▶ [Ziel der Übung]:
Schreibe alle folgenden Zeilen Zeichen für Zeichen unverändert ab.

▶ [Zu verarbeitende Daten]:

•••••

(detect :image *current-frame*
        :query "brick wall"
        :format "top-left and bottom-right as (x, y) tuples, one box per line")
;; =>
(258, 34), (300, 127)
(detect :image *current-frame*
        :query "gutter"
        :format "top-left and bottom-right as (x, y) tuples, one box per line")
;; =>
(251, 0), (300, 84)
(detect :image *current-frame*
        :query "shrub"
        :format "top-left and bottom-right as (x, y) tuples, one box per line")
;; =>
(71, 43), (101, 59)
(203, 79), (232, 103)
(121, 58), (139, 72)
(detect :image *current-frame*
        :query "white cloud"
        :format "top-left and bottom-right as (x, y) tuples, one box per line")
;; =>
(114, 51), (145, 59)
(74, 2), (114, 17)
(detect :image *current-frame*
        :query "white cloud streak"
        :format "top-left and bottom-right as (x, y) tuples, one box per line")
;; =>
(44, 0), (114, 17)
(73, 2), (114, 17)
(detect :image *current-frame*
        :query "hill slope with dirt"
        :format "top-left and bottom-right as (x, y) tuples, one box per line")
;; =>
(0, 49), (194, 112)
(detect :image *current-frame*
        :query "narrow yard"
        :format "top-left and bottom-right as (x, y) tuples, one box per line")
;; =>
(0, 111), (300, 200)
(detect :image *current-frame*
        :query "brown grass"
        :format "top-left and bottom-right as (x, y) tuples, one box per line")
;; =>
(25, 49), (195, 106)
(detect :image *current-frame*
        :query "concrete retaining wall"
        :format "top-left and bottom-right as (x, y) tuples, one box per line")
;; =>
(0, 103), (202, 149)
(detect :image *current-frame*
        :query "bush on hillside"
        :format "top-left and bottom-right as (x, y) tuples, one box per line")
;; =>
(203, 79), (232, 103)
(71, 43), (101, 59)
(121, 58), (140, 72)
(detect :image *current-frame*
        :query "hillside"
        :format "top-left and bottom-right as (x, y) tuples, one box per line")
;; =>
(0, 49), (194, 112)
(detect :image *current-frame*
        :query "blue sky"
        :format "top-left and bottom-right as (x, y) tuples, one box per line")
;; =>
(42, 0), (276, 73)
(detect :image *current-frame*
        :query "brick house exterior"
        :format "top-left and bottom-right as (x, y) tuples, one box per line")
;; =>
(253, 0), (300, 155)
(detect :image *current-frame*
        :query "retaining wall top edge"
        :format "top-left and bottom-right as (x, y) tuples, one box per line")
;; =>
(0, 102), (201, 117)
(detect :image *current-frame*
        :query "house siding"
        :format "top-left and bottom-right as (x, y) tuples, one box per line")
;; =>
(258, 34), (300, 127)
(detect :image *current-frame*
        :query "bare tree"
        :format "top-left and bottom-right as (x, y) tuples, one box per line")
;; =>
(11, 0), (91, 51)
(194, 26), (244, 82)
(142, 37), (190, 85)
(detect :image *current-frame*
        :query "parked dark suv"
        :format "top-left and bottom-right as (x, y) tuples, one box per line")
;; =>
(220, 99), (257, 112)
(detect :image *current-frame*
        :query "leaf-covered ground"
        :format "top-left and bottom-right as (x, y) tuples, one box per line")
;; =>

•••••

▶ [Das Ergebnis]:
(detect :image *current-frame*
        :query "brick wall"
        :format "top-left and bottom-right as (x, y) tuples, one box per line")
;; =>
(258, 34), (300, 127)
(detect :image *current-frame*
        :query "gutter"
        :format "top-left and bottom-right as (x, y) tuples, one box per line")
;; =>
(251, 0), (300, 84)
(detect :image *current-frame*
        :query "shrub"
        :format "top-left and bottom-right as (x, y) tuples, one box per line")
;; =>
(71, 43), (101, 59)
(203, 79), (232, 103)
(121, 58), (139, 72)
(detect :image *current-frame*
        :query "white cloud"
        :format "top-left and bottom-right as (x, y) tuples, one box per line")
;; =>
(114, 51), (145, 59)
(74, 2), (114, 17)
(detect :image *current-frame*
        :query "white cloud streak"
        :format "top-left and bottom-right as (x, y) tuples, one box per line")
;; =>
(44, 0), (114, 17)
(73, 2), (114, 17)
(detect :image *current-frame*
        :query "hill slope with dirt"
        :format "top-left and bottom-right as (x, y) tuples, one box per line")
;; =>
(0, 49), (194, 112)
(detect :image *current-frame*
        :query "narrow yard"
        :format "top-left and bottom-right as (x, y) tuples, one box per line")
;; =>
(0, 111), (300, 200)
(detect :image *current-frame*
        :query "brown grass"
        :format "top-left and bottom-right as (x, y) tuples, one box per line")
;; =>
(25, 49), (195, 106)
(detect :image *current-frame*
        :query "concrete retaining wall"
        :format "top-left and bottom-right as (x, y) tuples, one box per line")
;; =>
(0, 103), (202, 149)
(detect :image *current-frame*
        :query "bush on hillside"
        :format "top-left and bottom-right as (x, y) tuples, one box per line")
;; =>
(203, 79), (232, 103)
(71, 43), (101, 59)
(121, 58), (140, 72)
(detect :image *current-frame*
        :query "hillside"
        :format "top-left and bottom-right as (x, y) tuples, one box per line")
;; =>
(0, 49), (194, 112)
(detect :image *current-frame*
        :query "blue sky"
        :format "top-left and bottom-right as (x, y) tuples, one box per line")
;; =>
(42, 0), (276, 73)
(detect :image *current-frame*
        :query "brick house exterior"
        :format "top-left and bottom-right as (x, y) tuples, one box per line")
;; =>
(253, 0), (300, 155)
(detect :image *current-frame*
        :query "retaining wall top edge"
        :format "top-left and bottom-right as (x, y) tuples, one box per line")
;; =>
(0, 102), (201, 117)
(detect :image *current-frame*
        :query "house siding"
        :format "top-left and bottom-right as (x, y) tuples, one box per line")
;; =>
(258, 34), (300, 127)
(detect :image *current-frame*
        :query "bare tree"
        :format "top-left and bottom-right as (x, y) tuples, one box per line")
;; =>
(11, 0), (91, 51)
(194, 26), (244, 82)
(142, 37), (190, 85)
(detect :image *current-frame*
        :query "parked dark suv"
        :format "top-left and bottom-right as (x, y) tuples, one box per line")
;; =>
(220, 99), (257, 112)
(detect :image *current-frame*
        :query "leaf-covered ground"
        :format "top-left and bottom-right as (x, y) tuples, one box per line")
;; =>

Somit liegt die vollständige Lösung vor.